**WORK TO DO**
Please count the lines in the data below that contain the string "daisy", treating case as significant. Reply with the number alone.

**DATASET ROWS**
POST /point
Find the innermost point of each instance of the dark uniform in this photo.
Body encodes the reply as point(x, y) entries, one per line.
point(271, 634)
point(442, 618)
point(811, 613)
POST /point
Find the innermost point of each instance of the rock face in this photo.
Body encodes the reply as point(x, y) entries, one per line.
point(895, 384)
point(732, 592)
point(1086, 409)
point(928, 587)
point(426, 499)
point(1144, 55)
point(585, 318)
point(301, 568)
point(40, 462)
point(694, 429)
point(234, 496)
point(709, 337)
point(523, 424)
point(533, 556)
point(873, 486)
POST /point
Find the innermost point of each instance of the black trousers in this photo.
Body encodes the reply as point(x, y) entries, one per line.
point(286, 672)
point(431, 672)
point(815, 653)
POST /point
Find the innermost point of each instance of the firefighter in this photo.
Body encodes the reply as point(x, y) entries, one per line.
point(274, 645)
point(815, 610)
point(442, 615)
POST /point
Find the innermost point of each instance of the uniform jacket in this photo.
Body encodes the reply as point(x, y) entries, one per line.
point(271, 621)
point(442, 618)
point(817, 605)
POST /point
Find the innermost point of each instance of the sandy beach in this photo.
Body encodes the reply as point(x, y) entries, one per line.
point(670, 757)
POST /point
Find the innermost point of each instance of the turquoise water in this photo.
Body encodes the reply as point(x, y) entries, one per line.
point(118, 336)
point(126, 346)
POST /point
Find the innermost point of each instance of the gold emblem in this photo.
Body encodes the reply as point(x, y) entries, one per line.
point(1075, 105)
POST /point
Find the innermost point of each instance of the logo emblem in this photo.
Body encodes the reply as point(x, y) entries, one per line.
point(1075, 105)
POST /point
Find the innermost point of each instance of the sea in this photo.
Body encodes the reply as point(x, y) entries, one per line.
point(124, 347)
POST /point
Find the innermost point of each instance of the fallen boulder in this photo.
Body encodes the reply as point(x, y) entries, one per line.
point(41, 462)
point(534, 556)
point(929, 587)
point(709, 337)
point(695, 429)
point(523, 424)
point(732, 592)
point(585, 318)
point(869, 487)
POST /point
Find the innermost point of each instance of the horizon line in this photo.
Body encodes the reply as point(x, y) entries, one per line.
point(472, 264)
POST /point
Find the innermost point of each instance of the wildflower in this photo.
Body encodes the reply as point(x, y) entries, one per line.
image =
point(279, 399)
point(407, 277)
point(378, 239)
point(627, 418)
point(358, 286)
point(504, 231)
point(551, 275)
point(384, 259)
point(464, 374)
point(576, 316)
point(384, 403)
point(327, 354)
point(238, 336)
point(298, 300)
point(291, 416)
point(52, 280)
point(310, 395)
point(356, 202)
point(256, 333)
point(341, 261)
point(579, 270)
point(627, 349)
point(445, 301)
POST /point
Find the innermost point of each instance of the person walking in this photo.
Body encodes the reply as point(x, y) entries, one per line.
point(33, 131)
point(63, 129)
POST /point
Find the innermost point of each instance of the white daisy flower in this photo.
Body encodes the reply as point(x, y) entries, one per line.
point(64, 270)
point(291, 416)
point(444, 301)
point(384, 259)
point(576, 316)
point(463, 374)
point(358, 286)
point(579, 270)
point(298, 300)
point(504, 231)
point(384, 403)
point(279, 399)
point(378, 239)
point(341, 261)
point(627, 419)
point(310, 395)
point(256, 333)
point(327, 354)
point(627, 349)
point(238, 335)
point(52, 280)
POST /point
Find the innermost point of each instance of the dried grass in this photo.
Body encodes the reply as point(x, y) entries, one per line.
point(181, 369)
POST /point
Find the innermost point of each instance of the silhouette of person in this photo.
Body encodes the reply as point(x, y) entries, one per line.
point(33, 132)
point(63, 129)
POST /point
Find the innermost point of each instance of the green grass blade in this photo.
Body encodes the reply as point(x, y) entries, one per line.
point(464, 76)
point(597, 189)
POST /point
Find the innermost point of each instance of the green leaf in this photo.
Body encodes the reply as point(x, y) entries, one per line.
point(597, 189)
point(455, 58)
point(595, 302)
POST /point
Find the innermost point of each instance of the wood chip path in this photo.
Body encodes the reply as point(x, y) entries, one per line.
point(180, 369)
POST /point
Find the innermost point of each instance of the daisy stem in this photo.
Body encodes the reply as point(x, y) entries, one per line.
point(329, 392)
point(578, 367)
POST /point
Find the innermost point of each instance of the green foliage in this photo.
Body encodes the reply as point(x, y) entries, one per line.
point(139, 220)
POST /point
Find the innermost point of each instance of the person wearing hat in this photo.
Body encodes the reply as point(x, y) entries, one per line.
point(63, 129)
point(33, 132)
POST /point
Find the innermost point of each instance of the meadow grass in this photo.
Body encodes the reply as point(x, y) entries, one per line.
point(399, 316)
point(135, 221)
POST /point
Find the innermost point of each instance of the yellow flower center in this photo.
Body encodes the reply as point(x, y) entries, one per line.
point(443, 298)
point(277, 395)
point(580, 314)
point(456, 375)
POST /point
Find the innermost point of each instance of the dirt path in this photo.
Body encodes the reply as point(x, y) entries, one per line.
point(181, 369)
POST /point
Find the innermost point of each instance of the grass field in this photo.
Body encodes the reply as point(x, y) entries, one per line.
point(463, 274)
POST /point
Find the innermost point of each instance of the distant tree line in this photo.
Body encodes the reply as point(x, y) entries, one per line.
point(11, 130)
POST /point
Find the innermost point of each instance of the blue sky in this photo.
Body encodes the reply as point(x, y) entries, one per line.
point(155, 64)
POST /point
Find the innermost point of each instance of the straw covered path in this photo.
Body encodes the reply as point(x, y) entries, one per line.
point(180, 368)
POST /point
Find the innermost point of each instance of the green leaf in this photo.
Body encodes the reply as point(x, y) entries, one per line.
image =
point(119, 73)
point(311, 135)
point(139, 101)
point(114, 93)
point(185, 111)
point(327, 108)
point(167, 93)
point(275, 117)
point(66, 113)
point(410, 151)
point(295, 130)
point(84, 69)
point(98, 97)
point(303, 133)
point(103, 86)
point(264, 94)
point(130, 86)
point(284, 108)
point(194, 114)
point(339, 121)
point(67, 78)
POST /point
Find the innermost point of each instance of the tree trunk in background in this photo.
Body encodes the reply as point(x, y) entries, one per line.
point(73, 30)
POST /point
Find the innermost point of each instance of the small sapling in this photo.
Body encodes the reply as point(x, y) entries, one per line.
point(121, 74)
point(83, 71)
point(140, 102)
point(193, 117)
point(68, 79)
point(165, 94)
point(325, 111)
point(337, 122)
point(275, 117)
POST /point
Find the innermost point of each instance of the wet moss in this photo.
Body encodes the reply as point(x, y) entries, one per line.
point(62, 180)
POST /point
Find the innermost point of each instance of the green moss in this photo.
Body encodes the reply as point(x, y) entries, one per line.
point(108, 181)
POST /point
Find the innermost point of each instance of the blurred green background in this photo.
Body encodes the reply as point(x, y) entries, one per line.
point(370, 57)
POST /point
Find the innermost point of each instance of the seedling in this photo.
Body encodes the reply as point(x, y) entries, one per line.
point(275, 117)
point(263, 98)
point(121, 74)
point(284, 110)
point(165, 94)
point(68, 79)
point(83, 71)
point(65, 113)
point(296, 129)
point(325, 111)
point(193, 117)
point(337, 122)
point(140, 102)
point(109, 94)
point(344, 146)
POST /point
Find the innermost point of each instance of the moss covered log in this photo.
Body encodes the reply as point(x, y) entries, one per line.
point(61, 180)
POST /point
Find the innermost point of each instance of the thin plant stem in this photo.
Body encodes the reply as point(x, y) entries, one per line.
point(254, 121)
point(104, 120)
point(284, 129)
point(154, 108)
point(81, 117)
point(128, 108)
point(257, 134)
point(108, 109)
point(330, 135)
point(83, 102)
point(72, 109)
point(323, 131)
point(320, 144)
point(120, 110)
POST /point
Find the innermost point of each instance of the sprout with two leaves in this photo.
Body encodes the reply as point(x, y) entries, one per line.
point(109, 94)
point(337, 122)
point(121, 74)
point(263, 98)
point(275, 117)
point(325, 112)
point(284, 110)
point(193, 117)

**CORRECT OUTPUT**
2